What you should do
From the passage on languages below, print the part starting with "Interestingly enough, the" and going on through "phenomenon doesn’t occur.", word for word.

Languages – more than tools of direct communication

To begin with, professor Boroditsky points out that languages not only describe our world but they also present different ways of seeing reality. She advocates learning languages, among other things, to learn new words describing feelings or phenomena which are familiar to us and yet lack a proper equivalent in our mother tongue. That is why we so often find certain phrases untranslatable, not because these are concepts unknown to the speakers of other languages, but because there is simply no expression for them. Furthermore, even though often times various aspects are referred to daily regardless of a language, the way in which we approach them linguistically may differ considerably from language to language. An example given by Boroditsky is the way in which some Aborigines approach spatial orientation, namely, they don’t use the words left and right, but they rather use directions, like north or northeast. Such a distinction also affects the way we see the world, i.e. if we were raised using the left and right terminology, it comes quite naturally that what’s on the left comes earlier compared to what’s on the right. A reason for that is the fact that our world revolves around abstract concepts, of which perception depends on the society we were raised in. Some differences between languages, like the aforementioned directions or discrepancies in numbers, may be really significant; some others, like gender, are rather minor yet still important.

Interestingly enough, the same concepts expressed in various languages, using different genders, also affect the way we see the world. According to an experiment conducted by Roman Jakobson, people tend to “see” nouns in compliance with their grammatical gender; his study has shown that the grammatical gender of nouns affected the way his students perceived these words, either as feminine or masculine, even though there is no tangible distinction between them. It was also proved that depending on the gender of a noun, we are more prone to assign it certain qualities, like strength to masculine nouns, and beauty and elegancy to feminine ones. What is more, words with grammatical gender make it easier for children to learn to distinguish genders and, therefore, they are able to acquire this ability faster compared to children speaking languages in which this phenomenon doesn’t occur.

Finally, each language comprises culture developed over the course of thousands of years and this is why Boroditsky considers it a tragedy for a language to die out, as in this way the cultural heritage gets lost and – due to this process being irrevocable – instead of enriching our culture, takes something away from it.

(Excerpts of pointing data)
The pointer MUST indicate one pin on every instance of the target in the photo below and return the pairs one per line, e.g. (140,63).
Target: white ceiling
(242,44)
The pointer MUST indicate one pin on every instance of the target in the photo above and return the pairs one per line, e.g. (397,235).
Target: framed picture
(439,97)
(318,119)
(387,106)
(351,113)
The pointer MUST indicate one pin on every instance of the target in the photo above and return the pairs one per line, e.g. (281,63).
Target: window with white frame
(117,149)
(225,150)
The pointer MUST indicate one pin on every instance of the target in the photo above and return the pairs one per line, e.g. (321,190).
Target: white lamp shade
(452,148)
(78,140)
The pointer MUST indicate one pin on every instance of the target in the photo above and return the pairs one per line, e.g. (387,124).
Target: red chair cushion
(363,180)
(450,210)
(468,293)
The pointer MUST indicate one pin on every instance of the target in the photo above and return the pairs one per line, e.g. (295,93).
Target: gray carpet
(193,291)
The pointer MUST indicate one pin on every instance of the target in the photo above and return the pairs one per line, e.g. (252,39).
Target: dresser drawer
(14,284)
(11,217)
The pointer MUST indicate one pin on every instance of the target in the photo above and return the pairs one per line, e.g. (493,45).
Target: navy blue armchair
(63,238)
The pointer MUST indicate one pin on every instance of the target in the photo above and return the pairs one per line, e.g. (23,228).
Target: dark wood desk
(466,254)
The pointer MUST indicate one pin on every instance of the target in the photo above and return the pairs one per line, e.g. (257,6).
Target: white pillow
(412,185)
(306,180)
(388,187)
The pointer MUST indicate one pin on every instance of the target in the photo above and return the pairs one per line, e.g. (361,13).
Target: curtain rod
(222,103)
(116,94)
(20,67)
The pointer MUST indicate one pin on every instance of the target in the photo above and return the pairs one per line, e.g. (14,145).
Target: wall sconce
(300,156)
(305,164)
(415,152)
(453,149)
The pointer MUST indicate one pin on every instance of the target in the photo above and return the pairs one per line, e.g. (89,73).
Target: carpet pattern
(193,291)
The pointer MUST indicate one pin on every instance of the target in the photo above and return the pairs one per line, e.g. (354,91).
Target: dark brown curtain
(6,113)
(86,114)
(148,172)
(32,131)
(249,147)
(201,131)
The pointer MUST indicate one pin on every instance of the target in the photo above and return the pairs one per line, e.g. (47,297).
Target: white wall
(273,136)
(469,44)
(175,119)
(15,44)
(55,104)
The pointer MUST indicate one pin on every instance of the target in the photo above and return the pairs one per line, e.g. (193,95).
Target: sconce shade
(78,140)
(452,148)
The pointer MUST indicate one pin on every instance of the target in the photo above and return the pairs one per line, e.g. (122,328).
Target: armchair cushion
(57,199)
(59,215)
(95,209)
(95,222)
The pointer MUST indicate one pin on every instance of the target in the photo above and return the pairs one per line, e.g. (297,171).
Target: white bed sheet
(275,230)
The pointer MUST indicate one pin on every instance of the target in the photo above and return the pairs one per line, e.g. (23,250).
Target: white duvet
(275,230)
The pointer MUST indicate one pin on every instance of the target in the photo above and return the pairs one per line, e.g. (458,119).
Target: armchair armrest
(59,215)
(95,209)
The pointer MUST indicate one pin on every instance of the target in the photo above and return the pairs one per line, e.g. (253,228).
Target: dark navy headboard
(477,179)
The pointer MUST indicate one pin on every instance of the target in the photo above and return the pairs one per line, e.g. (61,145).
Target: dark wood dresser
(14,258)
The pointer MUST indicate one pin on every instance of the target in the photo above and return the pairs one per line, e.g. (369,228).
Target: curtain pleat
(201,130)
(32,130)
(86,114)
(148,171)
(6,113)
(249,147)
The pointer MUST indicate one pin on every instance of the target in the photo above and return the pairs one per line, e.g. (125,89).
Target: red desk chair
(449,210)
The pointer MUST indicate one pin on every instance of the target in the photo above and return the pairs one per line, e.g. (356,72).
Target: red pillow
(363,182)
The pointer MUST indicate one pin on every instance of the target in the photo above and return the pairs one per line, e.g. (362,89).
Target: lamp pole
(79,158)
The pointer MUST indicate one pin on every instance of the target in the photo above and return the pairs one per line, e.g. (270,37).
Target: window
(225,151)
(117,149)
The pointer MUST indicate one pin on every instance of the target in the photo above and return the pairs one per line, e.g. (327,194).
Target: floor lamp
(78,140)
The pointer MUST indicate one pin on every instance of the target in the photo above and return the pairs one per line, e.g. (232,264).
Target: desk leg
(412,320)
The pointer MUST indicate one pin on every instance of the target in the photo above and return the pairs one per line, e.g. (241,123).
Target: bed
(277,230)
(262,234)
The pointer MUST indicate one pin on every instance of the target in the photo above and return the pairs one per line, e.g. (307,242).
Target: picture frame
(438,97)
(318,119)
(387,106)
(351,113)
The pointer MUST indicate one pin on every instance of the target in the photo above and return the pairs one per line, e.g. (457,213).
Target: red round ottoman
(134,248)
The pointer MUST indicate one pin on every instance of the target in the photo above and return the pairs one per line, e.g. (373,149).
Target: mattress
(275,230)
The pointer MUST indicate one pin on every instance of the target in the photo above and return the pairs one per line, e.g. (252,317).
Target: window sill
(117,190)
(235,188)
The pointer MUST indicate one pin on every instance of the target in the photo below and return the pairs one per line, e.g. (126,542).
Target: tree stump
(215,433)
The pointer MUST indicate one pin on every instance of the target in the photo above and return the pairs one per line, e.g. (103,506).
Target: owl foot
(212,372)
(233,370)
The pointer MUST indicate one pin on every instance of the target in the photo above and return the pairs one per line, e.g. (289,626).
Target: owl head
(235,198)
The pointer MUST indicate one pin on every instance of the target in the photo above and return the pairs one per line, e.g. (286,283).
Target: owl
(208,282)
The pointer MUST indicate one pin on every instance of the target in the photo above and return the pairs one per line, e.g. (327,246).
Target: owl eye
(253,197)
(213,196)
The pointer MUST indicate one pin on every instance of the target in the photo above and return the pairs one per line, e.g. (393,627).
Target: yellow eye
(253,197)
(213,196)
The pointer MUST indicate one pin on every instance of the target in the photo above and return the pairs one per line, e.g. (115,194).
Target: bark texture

Finished task
Interestingly enough, the same concepts expressed in various languages, using different genders, also affect the way we see the world. According to an experiment conducted by Roman Jakobson, people tend to “see” nouns in compliance with their grammatical gender; his study has shown that the grammatical gender of nouns affected the way his students perceived these words, either as feminine or masculine, even though there is no tangible distinction between them. It was also proved that depending on the gender of a noun, we are more prone to assign it certain qualities, like strength to masculine nouns, and beauty and elegancy to feminine ones. What is more, words with grammatical gender make it easier for children to learn to distinguish genders and, therefore, they are able to acquire this ability faster compared to children speaking languages in which this phenomenon doesn’t occur.